* **Your task**:
Reproduce the listing from its first line up to and including the line containing "187L112 194L119 187L122", changing "photo" to "image" and keeping everything else the same. Omit the pictures from your answer.

-*-*-

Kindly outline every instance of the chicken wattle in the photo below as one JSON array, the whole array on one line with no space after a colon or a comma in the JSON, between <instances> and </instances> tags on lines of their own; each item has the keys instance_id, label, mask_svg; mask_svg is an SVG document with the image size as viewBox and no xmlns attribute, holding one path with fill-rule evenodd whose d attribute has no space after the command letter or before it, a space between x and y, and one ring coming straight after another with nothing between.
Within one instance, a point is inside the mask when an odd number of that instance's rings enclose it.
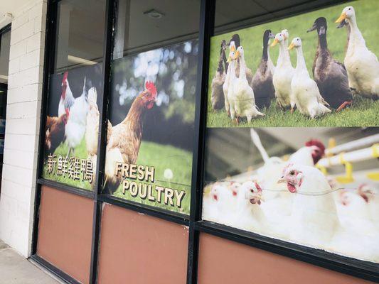
<instances>
[{"instance_id":1,"label":"chicken wattle","mask_svg":"<svg viewBox=\"0 0 379 284\"><path fill-rule=\"evenodd\" d=\"M106 187L112 194L119 187L122 177L115 175L117 162L134 164L138 158L143 131L143 116L151 109L156 100L156 88L152 82L145 83L145 89L132 104L127 117L112 127L107 145L105 160Z\"/></svg>"}]
</instances>

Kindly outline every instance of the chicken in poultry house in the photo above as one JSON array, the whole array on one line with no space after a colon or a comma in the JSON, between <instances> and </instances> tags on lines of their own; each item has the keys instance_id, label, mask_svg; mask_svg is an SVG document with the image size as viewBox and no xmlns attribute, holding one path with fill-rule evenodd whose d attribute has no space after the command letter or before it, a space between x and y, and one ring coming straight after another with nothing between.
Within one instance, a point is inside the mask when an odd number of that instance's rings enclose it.
<instances>
[{"instance_id":1,"label":"chicken in poultry house","mask_svg":"<svg viewBox=\"0 0 379 284\"><path fill-rule=\"evenodd\" d=\"M112 128L107 144L105 169L105 183L110 194L117 190L122 180L121 176L115 175L115 163L134 164L137 161L142 137L144 115L146 111L153 108L156 95L154 84L147 81L145 89L135 98L127 117Z\"/></svg>"},{"instance_id":2,"label":"chicken in poultry house","mask_svg":"<svg viewBox=\"0 0 379 284\"><path fill-rule=\"evenodd\" d=\"M45 136L45 155L53 153L65 138L67 114L60 116L47 116Z\"/></svg>"},{"instance_id":3,"label":"chicken in poultry house","mask_svg":"<svg viewBox=\"0 0 379 284\"><path fill-rule=\"evenodd\" d=\"M294 195L289 239L323 248L339 226L336 204L326 178L316 168L288 164L278 180Z\"/></svg>"},{"instance_id":4,"label":"chicken in poultry house","mask_svg":"<svg viewBox=\"0 0 379 284\"><path fill-rule=\"evenodd\" d=\"M65 103L65 106L67 106L65 111L68 114L68 121L65 129L66 143L68 146L68 157L70 156L71 151L75 151L75 148L80 143L85 133L87 114L89 108L88 91L86 89L85 80L85 77L80 97L76 99L72 97L73 101L70 106ZM66 100L70 100L68 94L66 94Z\"/></svg>"},{"instance_id":5,"label":"chicken in poultry house","mask_svg":"<svg viewBox=\"0 0 379 284\"><path fill-rule=\"evenodd\" d=\"M237 196L238 207L232 216L232 224L237 228L263 232L262 224L267 224L265 214L260 208L262 189L255 181L248 180L241 185Z\"/></svg>"},{"instance_id":6,"label":"chicken in poultry house","mask_svg":"<svg viewBox=\"0 0 379 284\"><path fill-rule=\"evenodd\" d=\"M89 109L87 114L85 129L85 145L89 156L93 156L97 153L100 113L97 99L97 92L96 88L92 87L88 90Z\"/></svg>"},{"instance_id":7,"label":"chicken in poultry house","mask_svg":"<svg viewBox=\"0 0 379 284\"><path fill-rule=\"evenodd\" d=\"M329 249L378 262L379 228L372 219L368 197L359 187L336 192L335 197L340 226L328 244Z\"/></svg>"},{"instance_id":8,"label":"chicken in poultry house","mask_svg":"<svg viewBox=\"0 0 379 284\"><path fill-rule=\"evenodd\" d=\"M209 221L232 224L230 214L237 206L237 182L215 182L203 200L203 217ZM235 192L236 192L235 194Z\"/></svg>"}]
</instances>

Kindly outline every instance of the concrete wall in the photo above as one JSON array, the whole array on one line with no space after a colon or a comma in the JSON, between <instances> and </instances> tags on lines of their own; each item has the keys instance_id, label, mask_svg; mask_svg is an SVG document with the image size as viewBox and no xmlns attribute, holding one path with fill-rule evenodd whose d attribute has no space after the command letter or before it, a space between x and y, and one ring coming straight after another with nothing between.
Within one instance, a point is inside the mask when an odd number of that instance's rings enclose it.
<instances>
[{"instance_id":1,"label":"concrete wall","mask_svg":"<svg viewBox=\"0 0 379 284\"><path fill-rule=\"evenodd\" d=\"M12 21L0 239L31 254L42 95L46 0L31 0Z\"/></svg>"}]
</instances>

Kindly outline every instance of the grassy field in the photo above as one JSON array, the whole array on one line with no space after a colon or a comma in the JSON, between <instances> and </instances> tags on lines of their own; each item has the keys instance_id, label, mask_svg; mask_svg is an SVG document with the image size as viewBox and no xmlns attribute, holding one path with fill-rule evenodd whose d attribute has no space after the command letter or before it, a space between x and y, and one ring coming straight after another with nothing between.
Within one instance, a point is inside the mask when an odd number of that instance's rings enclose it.
<instances>
[{"instance_id":1,"label":"grassy field","mask_svg":"<svg viewBox=\"0 0 379 284\"><path fill-rule=\"evenodd\" d=\"M59 156L60 155L65 157L67 155L67 153L68 152L68 148L67 147L67 144L65 143L61 143L54 152L55 155ZM85 146L85 139L83 138L82 140L82 142L78 147L75 148L74 153L71 153L70 156L75 156L76 158L79 158L80 159L86 159L87 158L87 148ZM56 165L55 165L56 167ZM47 180L54 180L58 182L64 183L65 185L75 186L77 187L82 188L83 190L92 190L92 185L88 182L87 181L82 181L80 180L73 180L70 178L68 178L67 176L57 176L56 175L54 175L53 173L49 174L48 173L47 170L47 165L46 163L43 165L43 177ZM94 175L95 178L95 175Z\"/></svg>"},{"instance_id":2,"label":"grassy field","mask_svg":"<svg viewBox=\"0 0 379 284\"><path fill-rule=\"evenodd\" d=\"M210 58L209 86L218 66L220 54L220 43L223 39L230 40L234 33L238 33L243 45L247 66L255 72L262 56L262 36L266 29L271 29L273 33L277 33L282 29L289 31L289 39L300 37L303 43L304 58L306 66L311 76L311 67L317 46L317 34L316 32L306 33L314 20L320 16L326 18L329 24L327 36L329 50L335 59L343 62L345 48L347 43L346 28L336 28L336 19L341 15L342 9L351 5L356 10L358 27L363 35L368 48L377 55L379 55L379 46L376 40L379 38L379 30L373 28L373 23L377 21L377 12L379 1L360 0L345 3L326 9L318 10L311 13L288 18L277 21L265 23L252 28L244 28L216 36L212 38ZM270 48L270 55L276 65L279 55L279 46ZM294 67L296 66L296 51L290 53ZM208 127L228 127L235 126L228 117L225 110L215 111L210 103L211 89L208 89L208 109L207 126ZM250 124L242 121L240 126L378 126L379 116L379 102L356 97L353 106L341 113L332 112L323 118L311 120L298 111L291 114L289 111L283 112L272 104L269 109L263 109L266 114L263 118L253 119Z\"/></svg>"},{"instance_id":3,"label":"grassy field","mask_svg":"<svg viewBox=\"0 0 379 284\"><path fill-rule=\"evenodd\" d=\"M159 185L178 190L185 190L186 195L182 202L182 207L178 209L166 205L164 203L154 202L147 200L144 200L139 198L139 196L133 197L130 195L129 191L126 191L124 195L121 185L114 192L114 196L167 210L189 214L192 172L192 154L191 152L171 146L142 141L137 164L154 165L155 167L156 182L153 184L153 187L154 185ZM172 179L168 180L165 178L164 173L166 169L172 170L174 173ZM153 192L156 193L154 190ZM154 196L156 197L156 195L154 195Z\"/></svg>"}]
</instances>

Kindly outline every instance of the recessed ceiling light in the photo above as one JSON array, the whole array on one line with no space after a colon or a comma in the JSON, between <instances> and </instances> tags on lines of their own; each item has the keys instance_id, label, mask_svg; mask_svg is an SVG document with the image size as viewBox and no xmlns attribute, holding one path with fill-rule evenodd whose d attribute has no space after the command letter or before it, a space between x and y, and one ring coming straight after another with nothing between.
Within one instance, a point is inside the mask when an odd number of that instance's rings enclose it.
<instances>
[{"instance_id":1,"label":"recessed ceiling light","mask_svg":"<svg viewBox=\"0 0 379 284\"><path fill-rule=\"evenodd\" d=\"M158 11L155 9L146 11L146 12L144 12L144 15L147 15L150 18L161 18L164 16L164 13L159 12Z\"/></svg>"}]
</instances>

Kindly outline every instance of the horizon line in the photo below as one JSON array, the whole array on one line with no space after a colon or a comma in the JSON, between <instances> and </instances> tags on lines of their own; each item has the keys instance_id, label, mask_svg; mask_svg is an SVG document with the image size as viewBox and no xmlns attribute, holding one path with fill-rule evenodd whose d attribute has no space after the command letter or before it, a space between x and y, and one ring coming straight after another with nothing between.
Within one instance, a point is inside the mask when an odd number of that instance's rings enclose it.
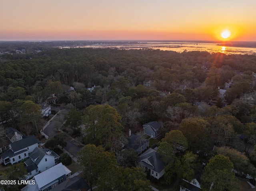
<instances>
[{"instance_id":1,"label":"horizon line","mask_svg":"<svg viewBox=\"0 0 256 191\"><path fill-rule=\"evenodd\" d=\"M146 42L146 41L172 41L172 42L188 42L188 41L197 41L197 42L219 42L221 43L227 43L232 42L256 42L256 40L253 41L221 41L218 40L0 40L0 42L52 42L52 41L84 41L88 42L93 41L102 41L102 42Z\"/></svg>"}]
</instances>

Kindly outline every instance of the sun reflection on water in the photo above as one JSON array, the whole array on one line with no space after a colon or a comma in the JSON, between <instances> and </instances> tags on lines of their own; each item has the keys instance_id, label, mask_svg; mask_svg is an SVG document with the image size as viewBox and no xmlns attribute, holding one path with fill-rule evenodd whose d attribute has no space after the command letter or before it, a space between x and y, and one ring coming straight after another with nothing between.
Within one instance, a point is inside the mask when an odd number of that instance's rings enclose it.
<instances>
[{"instance_id":1,"label":"sun reflection on water","mask_svg":"<svg viewBox=\"0 0 256 191\"><path fill-rule=\"evenodd\" d=\"M226 50L226 47L224 46L222 46L221 47L221 50L222 51L222 53L224 53L225 52L225 51Z\"/></svg>"}]
</instances>

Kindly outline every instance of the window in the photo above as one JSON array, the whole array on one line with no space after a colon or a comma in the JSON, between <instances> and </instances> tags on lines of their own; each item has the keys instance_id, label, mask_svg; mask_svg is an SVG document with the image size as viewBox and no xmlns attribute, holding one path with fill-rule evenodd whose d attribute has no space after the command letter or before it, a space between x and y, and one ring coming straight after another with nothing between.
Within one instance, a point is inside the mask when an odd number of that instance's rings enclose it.
<instances>
[{"instance_id":1,"label":"window","mask_svg":"<svg viewBox=\"0 0 256 191\"><path fill-rule=\"evenodd\" d=\"M56 187L57 186L58 186L58 182L56 182L56 183L55 183L53 185L52 185L52 188L53 188L54 187Z\"/></svg>"}]
</instances>

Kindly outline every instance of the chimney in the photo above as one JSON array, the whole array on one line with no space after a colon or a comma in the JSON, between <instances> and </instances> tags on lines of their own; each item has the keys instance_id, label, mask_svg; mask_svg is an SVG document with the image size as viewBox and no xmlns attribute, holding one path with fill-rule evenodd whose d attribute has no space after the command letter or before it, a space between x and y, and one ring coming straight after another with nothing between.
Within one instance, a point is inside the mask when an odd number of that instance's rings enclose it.
<instances>
[{"instance_id":1,"label":"chimney","mask_svg":"<svg viewBox=\"0 0 256 191\"><path fill-rule=\"evenodd\" d=\"M16 140L18 140L18 133L17 133L17 131L15 131L14 132L14 134L15 135L15 137L16 138Z\"/></svg>"}]
</instances>

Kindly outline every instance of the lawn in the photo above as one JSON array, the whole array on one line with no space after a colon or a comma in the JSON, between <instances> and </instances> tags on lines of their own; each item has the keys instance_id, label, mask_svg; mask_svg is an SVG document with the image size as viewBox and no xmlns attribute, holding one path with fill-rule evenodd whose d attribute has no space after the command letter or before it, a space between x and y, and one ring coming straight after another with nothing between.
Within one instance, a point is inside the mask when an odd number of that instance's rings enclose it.
<instances>
[{"instance_id":1,"label":"lawn","mask_svg":"<svg viewBox=\"0 0 256 191\"><path fill-rule=\"evenodd\" d=\"M240 179L238 179L238 186L240 188L239 190L240 191L246 191L248 189L251 188L251 186L247 182Z\"/></svg>"}]
</instances>

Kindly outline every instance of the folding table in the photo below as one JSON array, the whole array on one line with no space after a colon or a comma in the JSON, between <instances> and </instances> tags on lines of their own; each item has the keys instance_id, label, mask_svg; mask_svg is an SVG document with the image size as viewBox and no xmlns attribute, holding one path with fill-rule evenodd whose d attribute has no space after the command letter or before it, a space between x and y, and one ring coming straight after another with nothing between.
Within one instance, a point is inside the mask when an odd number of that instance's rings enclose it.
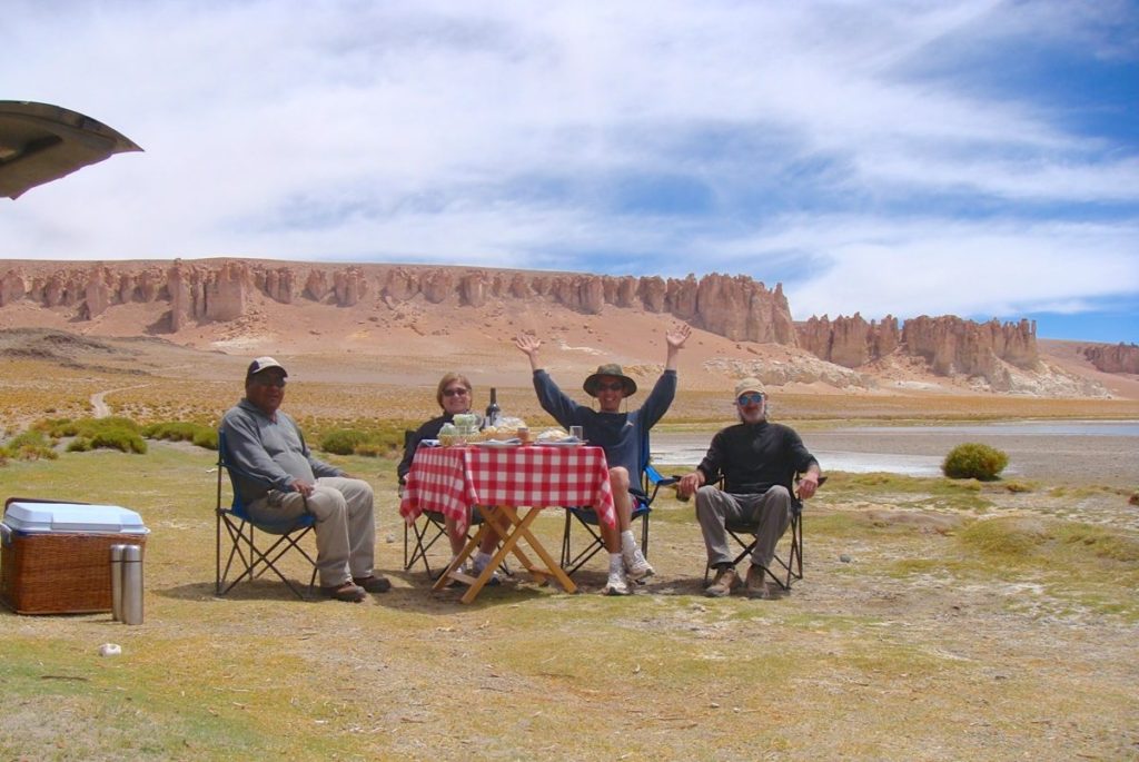
<instances>
[{"instance_id":1,"label":"folding table","mask_svg":"<svg viewBox=\"0 0 1139 762\"><path fill-rule=\"evenodd\" d=\"M566 592L577 590L530 529L542 508L560 506L592 506L603 522L616 525L609 466L601 448L497 443L420 446L403 487L400 515L407 522L415 522L424 510L436 510L453 518L459 531L466 531L468 511L482 513L486 521L433 587L440 590L451 580L467 584L469 588L460 600L469 604L510 554L535 581L552 577ZM492 526L501 540L491 563L477 577L459 572ZM541 565L519 547L521 540L525 540Z\"/></svg>"}]
</instances>

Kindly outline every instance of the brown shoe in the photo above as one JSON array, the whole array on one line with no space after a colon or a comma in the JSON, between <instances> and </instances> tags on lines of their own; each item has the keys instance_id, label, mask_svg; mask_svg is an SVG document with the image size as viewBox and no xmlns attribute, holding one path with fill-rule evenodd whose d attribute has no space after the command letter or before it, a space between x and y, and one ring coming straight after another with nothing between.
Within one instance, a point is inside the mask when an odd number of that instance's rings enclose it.
<instances>
[{"instance_id":1,"label":"brown shoe","mask_svg":"<svg viewBox=\"0 0 1139 762\"><path fill-rule=\"evenodd\" d=\"M392 582L383 574L353 576L352 582L363 588L367 592L387 592L392 589Z\"/></svg>"},{"instance_id":2,"label":"brown shoe","mask_svg":"<svg viewBox=\"0 0 1139 762\"><path fill-rule=\"evenodd\" d=\"M731 589L737 587L739 587L739 574L736 574L736 567L721 566L704 595L708 598L723 598L730 596Z\"/></svg>"},{"instance_id":3,"label":"brown shoe","mask_svg":"<svg viewBox=\"0 0 1139 762\"><path fill-rule=\"evenodd\" d=\"M326 598L335 598L336 600L344 600L350 604L359 604L361 600L368 597L363 588L357 587L353 582L343 582L341 584L334 584L330 588L321 588L320 595Z\"/></svg>"},{"instance_id":4,"label":"brown shoe","mask_svg":"<svg viewBox=\"0 0 1139 762\"><path fill-rule=\"evenodd\" d=\"M775 598L771 588L768 587L767 570L752 564L747 567L747 580L744 582L744 595L748 598L760 598L767 600Z\"/></svg>"}]
</instances>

-*-*-

* **Exercise response**:
Kindly outline every instance of the chicken wattle in the image below as one JSON array, the whole array on one line with no space after a colon or a comma in the JSON, between <instances> and </instances> tags on lines of their own; each item has the keys instance_id, label, mask_svg; mask_svg is an SVG document with the image size as viewBox and no xmlns attribute, holding one path with fill-rule evenodd whose d attribute has no space after the command letter or before it, a space between x and y, and one ring coming straight after another with nothing between.
Within one instance, a point is inside the mask when an odd number of that instance's rings enclose it.
<instances>
[{"instance_id":1,"label":"chicken wattle","mask_svg":"<svg viewBox=\"0 0 379 284\"><path fill-rule=\"evenodd\" d=\"M106 187L112 194L119 187L122 177L115 175L117 162L134 164L138 158L143 131L143 116L151 109L156 100L156 88L152 82L145 83L145 89L132 104L127 117L112 127L107 145L105 160Z\"/></svg>"}]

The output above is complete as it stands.